Deposits support banking sector in Lebanon

20 May 2014

Steady inflows from Lebanese expatriates abroad and support from the central bank have helped shore up the banking sector, in spite of the economic slowdown in the country

It has been another tough year for Lebanese banks as they struggle to find lending opportunities amid slower economic growth.

Lebanon’s economy has continued to suffer from the fallout from the Syrian civil war, which led the country’s GDP growth to fall to 0.9 per cent in 2013. The conflict, now in its third year, has caused growth to remain at less than 2 per cent for the past three years, compared with about 8 per cent between 2007 and 2010.

The burden of more than a million Syrian refugees in Lebanon, combined with increasingly frequent instances of violence across the country, has caused its trade activities, tourism industry and real estate sector to contract.

Deficit widens

The value of property sales transactions dropped 7.2 per cent in Lebanon last year, while the number of construction permits issued declined 10.9 per cent. Exports fell 12 per cent in 2013, contributing to a 3 per cent rise in the country’s foreign trade deficit to $17.3bn. That is equivalent to 39.8 per cent of GDP.

As foreign investment dried up, lack of progress in these traditional sectors meant the Lebanese economy primarily relied on growth in consumer-related sectors. That came mainly as a result of a larger population rather than increased consumer confidence.

The economic slowdown has affected banks’ ability to find business. The country’s three largest lenders recorded mixed profits in 2013. Bank Audi and Byblos Bank saw profits drop 20.4 per cent and 6 per cent respectively, while Blom Bank’s profit grew 4.9 per cent.

The [Lebanese] banking sector’s deposits are about twice the level of government debt

Standard & Poor’s

Bank Audi’s profit was hit by the operational costs of setting up 20 branches and its subsidiary in Turkey, while Byblos Bank mainly attributed the drop to credit losses. Lenders are generally setting aside more funds for provisions as economic uncertainty could lead to a rise in non-performing loans, which represented 3.3 per cent of total loans in 2013.

Despite the regional turbulence, confidence in the local banking system remained intact, supported by remittances from the Lebanese diaspora and the interest rates banks pay on deposits, according to a report by the US’ Standard & Poor’s (S&P) published in November 2013. Steady inflows from the expatriate community have kept liquidity high and remittances have not dropped during the tougher times in recent years.

“The banking system’s funding profile features a high proportion of retail deposits,” says the S&P report. “We expect the depositor base to remain resilient, as it has done in previous instances of acute turmoil. Banking sector deposits are about twice the level of government debt.”

▶ [Given material]:
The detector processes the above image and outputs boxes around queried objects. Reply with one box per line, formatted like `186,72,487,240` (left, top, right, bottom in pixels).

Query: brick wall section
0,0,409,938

▶ [Requests]:
1. In the article on Lebanese bank deposits, which of the country's three largest lenders recorded a profit increase in 2013?
2. Quote the article on Lebanese bank deposits word for word, between "Steady inflows from Lebanese" and "slower economic growth.", inclusive.

▶ [Answers in order]:
1. Blom Bank

2.
Steady inflows from Lebanese expatriates abroad and support from the central bank have helped shore up the banking sector, in spite of the economic slowdown in the country

It has been another tough year for Lebanese banks as they struggle to find lending opportunities amid slower economic growth.